(Beginning of Given data)
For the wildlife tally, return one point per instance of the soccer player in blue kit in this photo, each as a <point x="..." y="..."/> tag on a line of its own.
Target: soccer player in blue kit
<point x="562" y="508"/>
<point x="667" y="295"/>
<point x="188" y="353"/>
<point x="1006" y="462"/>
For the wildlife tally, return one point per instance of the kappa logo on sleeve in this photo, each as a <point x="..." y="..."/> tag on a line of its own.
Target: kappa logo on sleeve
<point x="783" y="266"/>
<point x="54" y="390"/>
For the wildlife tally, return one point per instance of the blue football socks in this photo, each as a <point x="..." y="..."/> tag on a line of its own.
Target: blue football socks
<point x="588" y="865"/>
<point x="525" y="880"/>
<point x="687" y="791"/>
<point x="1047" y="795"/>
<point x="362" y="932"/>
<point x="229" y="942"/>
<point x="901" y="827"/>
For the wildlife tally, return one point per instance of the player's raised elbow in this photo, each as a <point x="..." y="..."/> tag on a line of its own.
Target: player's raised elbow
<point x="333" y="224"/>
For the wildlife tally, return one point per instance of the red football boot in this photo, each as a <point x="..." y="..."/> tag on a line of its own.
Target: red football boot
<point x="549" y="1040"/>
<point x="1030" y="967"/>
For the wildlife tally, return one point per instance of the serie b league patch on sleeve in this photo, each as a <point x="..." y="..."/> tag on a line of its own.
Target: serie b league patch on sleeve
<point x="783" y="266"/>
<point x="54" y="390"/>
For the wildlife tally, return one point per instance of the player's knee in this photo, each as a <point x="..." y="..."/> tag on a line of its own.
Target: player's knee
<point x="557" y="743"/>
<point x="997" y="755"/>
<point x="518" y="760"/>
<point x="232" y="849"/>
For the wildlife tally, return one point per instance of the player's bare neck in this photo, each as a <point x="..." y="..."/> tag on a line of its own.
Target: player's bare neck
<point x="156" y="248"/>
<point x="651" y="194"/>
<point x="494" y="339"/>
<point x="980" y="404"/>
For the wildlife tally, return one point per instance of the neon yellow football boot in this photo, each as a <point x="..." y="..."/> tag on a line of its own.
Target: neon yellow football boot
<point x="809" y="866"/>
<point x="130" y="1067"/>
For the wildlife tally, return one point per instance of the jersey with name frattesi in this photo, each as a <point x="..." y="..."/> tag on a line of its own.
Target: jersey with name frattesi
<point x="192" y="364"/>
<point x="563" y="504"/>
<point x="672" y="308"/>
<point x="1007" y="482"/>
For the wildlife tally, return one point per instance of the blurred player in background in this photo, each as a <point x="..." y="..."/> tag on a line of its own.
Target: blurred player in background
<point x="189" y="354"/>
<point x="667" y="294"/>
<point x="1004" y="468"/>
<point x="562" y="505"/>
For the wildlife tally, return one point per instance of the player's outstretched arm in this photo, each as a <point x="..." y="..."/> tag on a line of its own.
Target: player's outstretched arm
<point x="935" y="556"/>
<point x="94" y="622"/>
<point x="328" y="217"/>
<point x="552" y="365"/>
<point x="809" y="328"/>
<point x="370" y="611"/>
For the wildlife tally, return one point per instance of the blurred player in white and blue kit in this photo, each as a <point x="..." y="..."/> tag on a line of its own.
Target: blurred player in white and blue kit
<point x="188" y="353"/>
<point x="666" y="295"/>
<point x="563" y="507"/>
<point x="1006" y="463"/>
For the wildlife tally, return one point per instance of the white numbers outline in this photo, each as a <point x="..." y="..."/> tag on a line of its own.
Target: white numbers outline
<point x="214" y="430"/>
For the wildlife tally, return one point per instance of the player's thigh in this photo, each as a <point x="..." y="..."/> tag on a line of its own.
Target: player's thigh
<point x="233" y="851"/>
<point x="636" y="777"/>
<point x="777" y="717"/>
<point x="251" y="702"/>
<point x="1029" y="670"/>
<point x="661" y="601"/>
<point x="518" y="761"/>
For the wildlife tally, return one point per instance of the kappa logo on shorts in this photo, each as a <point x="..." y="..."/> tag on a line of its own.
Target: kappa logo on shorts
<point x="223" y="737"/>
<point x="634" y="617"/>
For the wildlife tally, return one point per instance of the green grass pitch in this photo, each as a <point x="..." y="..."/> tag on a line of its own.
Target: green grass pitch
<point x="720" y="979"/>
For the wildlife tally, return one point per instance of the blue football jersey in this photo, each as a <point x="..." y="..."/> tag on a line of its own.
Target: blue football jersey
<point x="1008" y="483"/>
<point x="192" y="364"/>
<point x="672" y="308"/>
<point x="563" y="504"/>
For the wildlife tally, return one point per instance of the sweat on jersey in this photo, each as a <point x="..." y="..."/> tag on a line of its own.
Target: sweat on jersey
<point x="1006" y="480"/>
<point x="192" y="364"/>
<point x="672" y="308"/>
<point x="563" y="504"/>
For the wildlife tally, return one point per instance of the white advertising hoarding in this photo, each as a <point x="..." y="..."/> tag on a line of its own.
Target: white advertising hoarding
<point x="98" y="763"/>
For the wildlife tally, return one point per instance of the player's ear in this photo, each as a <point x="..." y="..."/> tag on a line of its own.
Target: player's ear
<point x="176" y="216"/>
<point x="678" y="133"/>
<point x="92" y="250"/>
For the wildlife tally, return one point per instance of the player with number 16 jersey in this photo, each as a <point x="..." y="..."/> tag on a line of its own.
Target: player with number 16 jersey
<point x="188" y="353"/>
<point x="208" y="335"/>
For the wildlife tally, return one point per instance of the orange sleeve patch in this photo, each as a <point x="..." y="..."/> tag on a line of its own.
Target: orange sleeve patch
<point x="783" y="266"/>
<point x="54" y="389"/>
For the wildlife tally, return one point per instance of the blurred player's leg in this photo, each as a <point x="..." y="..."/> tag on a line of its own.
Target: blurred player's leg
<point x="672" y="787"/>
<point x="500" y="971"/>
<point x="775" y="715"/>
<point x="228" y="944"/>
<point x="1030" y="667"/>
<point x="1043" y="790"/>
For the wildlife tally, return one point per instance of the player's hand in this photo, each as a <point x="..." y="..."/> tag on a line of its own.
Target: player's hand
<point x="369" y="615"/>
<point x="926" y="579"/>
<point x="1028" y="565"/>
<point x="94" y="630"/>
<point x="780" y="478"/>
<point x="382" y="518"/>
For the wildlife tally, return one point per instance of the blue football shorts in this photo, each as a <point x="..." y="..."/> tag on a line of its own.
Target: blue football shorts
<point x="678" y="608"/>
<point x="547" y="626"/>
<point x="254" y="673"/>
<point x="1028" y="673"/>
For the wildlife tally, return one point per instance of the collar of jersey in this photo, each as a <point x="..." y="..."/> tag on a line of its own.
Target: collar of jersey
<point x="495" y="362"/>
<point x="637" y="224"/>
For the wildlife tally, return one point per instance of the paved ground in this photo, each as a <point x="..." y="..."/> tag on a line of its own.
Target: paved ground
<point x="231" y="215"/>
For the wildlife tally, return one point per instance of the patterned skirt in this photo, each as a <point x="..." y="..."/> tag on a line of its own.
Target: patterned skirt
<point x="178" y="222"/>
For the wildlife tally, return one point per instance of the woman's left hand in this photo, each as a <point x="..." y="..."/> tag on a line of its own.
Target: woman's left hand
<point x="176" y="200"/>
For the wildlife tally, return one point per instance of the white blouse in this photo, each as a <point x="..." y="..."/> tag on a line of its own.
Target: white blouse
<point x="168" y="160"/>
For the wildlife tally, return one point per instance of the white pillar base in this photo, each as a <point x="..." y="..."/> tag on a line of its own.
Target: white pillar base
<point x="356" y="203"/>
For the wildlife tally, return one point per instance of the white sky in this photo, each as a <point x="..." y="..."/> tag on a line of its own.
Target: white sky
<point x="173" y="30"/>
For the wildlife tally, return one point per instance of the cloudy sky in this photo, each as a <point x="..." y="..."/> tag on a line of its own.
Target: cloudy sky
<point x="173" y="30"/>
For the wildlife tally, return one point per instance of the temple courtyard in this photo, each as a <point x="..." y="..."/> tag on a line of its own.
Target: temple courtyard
(End of Given data)
» Assignment
A single number is the expected answer: how many lines of the entries contain "courtyard".

» Solution to the exercise
2